(Region pointing data)
-- Opening Marker --

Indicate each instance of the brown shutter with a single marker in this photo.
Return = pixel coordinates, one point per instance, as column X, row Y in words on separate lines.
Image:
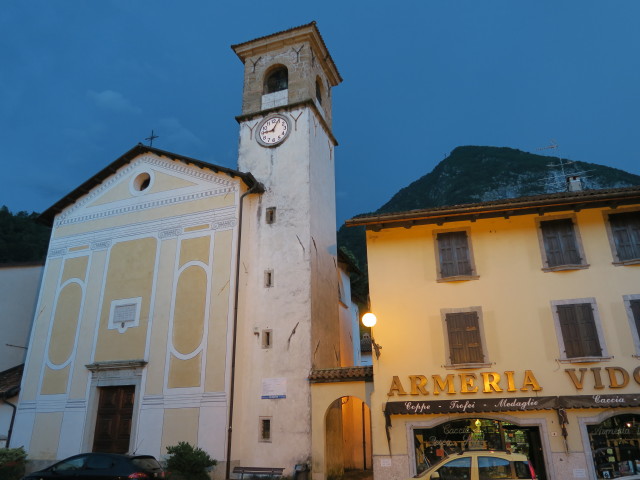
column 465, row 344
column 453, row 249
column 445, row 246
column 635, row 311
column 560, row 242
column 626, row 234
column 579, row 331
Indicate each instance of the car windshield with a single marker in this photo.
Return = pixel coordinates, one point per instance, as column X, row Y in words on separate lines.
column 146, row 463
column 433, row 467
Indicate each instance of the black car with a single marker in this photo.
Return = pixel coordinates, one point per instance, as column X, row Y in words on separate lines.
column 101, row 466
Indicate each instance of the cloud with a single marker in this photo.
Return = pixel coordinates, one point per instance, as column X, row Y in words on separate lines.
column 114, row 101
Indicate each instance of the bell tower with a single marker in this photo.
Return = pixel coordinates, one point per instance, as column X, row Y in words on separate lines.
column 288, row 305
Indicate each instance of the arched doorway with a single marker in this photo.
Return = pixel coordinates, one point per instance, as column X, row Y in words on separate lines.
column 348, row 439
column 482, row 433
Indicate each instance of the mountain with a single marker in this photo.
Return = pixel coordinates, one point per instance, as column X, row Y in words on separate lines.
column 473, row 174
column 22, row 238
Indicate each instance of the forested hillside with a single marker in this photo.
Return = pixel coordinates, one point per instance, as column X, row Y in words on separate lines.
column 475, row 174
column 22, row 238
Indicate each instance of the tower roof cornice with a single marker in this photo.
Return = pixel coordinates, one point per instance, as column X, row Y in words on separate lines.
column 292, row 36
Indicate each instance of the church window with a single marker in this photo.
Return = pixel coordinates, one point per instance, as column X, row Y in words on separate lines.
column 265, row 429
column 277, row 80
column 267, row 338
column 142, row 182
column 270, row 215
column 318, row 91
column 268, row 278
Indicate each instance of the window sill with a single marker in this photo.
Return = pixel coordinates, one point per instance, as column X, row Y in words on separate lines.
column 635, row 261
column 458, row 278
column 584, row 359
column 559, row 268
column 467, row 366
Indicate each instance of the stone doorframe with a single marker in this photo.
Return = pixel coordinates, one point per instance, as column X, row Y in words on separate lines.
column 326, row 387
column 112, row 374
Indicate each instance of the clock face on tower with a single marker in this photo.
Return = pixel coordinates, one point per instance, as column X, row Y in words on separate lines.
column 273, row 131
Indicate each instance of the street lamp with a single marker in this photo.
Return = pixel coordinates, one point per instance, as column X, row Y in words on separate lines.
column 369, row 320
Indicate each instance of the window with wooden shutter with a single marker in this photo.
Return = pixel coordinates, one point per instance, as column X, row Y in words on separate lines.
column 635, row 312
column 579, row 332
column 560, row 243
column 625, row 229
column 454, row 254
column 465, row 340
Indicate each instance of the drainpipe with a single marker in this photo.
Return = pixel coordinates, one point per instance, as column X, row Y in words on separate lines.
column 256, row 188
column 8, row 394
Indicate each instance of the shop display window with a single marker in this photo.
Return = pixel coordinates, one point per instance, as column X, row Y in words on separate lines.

-- Closing Marker --
-- Opening Marker --

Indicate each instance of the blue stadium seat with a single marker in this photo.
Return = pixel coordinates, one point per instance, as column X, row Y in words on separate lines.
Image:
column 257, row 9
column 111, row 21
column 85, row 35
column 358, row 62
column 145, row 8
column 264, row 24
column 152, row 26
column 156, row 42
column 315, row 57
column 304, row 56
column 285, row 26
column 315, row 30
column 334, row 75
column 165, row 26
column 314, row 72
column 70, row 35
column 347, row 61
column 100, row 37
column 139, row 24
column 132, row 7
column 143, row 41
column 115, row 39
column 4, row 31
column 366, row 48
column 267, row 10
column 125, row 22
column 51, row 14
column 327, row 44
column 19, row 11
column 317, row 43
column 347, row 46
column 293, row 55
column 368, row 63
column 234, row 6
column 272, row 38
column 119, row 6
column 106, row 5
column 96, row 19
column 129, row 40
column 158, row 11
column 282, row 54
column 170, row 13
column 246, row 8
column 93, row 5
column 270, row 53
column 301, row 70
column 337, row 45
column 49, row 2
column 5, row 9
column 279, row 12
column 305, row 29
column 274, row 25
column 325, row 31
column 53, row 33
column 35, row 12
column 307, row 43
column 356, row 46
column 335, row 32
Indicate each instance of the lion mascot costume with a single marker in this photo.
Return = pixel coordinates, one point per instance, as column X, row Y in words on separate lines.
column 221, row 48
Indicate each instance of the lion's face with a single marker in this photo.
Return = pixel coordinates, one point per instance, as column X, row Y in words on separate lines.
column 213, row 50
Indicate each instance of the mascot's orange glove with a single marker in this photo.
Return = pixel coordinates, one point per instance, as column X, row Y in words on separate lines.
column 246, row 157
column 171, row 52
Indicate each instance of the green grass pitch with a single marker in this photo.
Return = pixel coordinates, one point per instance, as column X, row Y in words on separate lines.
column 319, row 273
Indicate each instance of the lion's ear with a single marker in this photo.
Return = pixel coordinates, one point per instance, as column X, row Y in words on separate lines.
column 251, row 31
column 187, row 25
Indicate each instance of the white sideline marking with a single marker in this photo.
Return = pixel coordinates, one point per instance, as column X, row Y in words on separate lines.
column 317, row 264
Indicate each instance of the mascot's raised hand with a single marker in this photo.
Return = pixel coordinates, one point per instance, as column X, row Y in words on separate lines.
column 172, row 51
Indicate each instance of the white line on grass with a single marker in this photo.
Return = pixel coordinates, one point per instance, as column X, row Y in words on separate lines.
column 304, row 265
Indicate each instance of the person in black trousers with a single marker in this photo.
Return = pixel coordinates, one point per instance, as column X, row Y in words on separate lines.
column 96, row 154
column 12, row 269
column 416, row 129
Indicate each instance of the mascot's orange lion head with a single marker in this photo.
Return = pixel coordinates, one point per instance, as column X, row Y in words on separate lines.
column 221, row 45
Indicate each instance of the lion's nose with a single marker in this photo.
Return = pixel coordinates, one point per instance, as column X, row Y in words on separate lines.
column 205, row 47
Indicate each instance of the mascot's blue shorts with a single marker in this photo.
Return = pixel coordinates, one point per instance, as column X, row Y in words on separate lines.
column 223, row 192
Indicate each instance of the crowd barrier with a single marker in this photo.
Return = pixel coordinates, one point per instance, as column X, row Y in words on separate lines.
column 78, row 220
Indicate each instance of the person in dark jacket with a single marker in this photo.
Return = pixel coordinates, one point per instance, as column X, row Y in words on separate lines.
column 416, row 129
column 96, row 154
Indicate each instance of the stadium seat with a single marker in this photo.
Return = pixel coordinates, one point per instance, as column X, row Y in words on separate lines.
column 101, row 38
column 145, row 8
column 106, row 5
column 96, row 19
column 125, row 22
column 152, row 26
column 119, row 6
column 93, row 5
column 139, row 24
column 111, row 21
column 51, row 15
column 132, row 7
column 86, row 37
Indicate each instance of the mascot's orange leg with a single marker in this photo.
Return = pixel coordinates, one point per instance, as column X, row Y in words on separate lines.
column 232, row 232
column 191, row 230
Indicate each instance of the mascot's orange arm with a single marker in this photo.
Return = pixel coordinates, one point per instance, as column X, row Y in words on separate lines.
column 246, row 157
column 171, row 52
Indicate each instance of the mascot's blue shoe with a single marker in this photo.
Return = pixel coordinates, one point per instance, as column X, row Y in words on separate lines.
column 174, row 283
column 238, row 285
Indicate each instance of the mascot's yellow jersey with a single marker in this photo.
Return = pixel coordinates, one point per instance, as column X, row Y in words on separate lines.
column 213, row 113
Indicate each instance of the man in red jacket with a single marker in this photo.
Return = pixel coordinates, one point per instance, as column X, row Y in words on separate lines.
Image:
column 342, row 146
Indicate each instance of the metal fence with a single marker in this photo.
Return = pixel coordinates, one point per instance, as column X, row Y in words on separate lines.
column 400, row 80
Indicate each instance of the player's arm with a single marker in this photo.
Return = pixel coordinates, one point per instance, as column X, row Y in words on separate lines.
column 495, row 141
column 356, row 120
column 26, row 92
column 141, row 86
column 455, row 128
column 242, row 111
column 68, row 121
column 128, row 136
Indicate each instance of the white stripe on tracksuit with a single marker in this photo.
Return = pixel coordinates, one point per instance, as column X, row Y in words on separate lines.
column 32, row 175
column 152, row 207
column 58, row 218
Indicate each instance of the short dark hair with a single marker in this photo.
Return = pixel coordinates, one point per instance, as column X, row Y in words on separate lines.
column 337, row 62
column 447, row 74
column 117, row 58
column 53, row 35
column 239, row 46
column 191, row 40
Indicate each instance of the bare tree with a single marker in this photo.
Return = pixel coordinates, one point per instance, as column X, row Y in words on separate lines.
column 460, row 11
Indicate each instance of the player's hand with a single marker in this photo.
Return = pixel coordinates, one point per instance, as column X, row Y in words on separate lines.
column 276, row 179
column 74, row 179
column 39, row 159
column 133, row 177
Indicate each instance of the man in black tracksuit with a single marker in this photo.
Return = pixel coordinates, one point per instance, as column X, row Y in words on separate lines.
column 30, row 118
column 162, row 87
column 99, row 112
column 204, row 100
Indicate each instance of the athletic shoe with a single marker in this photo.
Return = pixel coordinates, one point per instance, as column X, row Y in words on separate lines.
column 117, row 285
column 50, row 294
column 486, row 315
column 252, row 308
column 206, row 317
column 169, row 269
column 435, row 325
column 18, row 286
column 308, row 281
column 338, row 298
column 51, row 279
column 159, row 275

-- Closing Marker --

__TO DO__. Using the records above, copy all lines that include the word "shoe".

__SOLUTION TO THIS PROBLEM__.
Indicate each instance of the mascot's blue shoe with a single marker in this photo.
Indicate each instance of the athletic shoe with a single marker in this photo.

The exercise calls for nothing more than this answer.